[START THE INPUT]

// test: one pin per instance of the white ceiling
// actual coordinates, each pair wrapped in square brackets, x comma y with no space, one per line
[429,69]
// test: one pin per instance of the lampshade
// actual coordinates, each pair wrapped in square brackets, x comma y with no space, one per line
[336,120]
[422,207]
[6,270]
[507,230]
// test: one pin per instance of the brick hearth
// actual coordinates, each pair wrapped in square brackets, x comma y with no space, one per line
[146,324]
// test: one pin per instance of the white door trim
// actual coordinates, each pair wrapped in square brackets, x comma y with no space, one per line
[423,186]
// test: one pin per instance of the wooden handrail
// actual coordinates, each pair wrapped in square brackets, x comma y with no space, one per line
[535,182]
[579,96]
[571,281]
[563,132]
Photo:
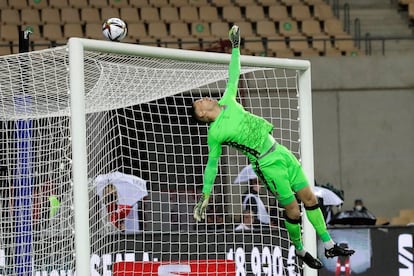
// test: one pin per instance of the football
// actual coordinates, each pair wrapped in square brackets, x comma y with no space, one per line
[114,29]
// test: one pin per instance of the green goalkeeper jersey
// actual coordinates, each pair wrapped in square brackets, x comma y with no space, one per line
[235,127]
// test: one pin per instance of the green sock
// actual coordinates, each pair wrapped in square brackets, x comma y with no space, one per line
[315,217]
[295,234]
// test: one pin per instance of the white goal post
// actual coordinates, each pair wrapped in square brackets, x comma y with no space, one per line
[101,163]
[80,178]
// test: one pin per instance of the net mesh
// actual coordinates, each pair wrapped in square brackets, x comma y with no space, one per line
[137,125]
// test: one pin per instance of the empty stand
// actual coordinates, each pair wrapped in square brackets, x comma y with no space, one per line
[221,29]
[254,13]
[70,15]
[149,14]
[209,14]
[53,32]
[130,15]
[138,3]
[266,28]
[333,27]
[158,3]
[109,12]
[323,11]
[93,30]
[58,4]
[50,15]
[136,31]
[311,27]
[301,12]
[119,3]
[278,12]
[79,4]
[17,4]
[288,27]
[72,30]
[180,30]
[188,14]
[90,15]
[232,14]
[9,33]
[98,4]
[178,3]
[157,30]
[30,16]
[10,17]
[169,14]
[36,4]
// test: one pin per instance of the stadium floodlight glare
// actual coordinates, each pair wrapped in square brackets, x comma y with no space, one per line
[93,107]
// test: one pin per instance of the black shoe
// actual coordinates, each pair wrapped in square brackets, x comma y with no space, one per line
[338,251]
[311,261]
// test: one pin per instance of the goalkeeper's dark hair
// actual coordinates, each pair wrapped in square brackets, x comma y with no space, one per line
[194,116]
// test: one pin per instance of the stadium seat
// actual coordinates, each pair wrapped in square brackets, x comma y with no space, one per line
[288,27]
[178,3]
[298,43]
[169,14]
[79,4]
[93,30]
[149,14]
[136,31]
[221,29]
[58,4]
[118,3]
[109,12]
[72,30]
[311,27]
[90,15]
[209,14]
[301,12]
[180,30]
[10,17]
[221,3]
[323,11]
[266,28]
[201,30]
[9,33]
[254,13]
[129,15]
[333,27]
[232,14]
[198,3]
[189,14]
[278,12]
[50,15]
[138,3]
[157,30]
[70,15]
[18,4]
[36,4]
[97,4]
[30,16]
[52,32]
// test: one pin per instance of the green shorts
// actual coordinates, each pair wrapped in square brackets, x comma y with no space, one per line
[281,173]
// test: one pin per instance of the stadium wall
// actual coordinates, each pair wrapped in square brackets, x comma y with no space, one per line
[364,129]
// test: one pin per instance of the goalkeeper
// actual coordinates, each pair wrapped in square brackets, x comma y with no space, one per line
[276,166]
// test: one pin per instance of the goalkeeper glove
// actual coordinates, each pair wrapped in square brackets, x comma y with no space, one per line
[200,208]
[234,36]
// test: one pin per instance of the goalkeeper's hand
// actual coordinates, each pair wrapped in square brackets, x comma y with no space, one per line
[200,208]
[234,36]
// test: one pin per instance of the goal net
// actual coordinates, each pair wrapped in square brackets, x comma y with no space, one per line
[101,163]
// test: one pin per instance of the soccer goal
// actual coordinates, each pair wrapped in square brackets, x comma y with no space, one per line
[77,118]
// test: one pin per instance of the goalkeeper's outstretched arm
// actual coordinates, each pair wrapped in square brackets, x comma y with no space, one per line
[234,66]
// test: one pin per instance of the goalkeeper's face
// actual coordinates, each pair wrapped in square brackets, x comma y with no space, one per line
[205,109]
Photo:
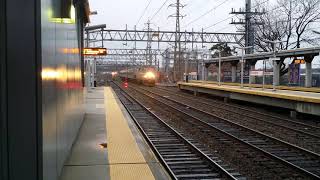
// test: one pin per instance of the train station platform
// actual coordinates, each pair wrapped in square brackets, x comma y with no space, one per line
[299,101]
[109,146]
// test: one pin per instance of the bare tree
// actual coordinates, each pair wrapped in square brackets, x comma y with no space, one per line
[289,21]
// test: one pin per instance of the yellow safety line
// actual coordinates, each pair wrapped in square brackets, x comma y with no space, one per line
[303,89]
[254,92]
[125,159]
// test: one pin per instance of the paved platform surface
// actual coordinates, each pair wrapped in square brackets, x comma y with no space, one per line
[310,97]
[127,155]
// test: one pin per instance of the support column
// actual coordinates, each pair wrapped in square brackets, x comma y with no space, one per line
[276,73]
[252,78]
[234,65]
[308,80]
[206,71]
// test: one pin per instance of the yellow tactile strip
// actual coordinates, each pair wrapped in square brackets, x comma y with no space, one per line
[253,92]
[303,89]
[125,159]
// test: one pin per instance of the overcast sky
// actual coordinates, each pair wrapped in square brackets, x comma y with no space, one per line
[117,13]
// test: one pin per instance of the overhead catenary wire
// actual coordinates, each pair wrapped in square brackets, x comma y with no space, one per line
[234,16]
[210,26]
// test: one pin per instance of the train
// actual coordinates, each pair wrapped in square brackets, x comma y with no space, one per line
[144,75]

[END THE INPUT]
[START THE INPUT]

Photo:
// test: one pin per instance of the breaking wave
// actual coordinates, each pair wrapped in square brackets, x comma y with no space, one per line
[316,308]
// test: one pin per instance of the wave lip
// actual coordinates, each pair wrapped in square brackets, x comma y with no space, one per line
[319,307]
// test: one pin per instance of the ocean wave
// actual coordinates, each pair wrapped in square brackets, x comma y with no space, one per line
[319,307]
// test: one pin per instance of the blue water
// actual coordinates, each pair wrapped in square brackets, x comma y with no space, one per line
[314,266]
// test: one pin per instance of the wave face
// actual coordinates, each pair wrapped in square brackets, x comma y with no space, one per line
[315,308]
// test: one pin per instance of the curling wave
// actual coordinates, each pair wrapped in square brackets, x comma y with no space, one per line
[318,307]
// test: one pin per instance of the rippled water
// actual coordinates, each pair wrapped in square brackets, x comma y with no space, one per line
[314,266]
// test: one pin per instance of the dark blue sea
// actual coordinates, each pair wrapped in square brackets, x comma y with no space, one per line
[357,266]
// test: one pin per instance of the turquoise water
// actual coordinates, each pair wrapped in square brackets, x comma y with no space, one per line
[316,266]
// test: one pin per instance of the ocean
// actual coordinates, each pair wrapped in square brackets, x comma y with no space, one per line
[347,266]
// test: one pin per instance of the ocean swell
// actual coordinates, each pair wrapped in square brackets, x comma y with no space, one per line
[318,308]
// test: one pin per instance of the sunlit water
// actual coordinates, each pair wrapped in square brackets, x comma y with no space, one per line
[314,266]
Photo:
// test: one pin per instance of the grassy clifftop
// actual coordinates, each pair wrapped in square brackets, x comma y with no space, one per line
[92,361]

[END THE INPUT]

### WORK TO DO
How many lines of the data above contain the string "train"? Case counts, so match only that exact capitalization, and reply with the number alone.

### EXERCISE OUTPUT
2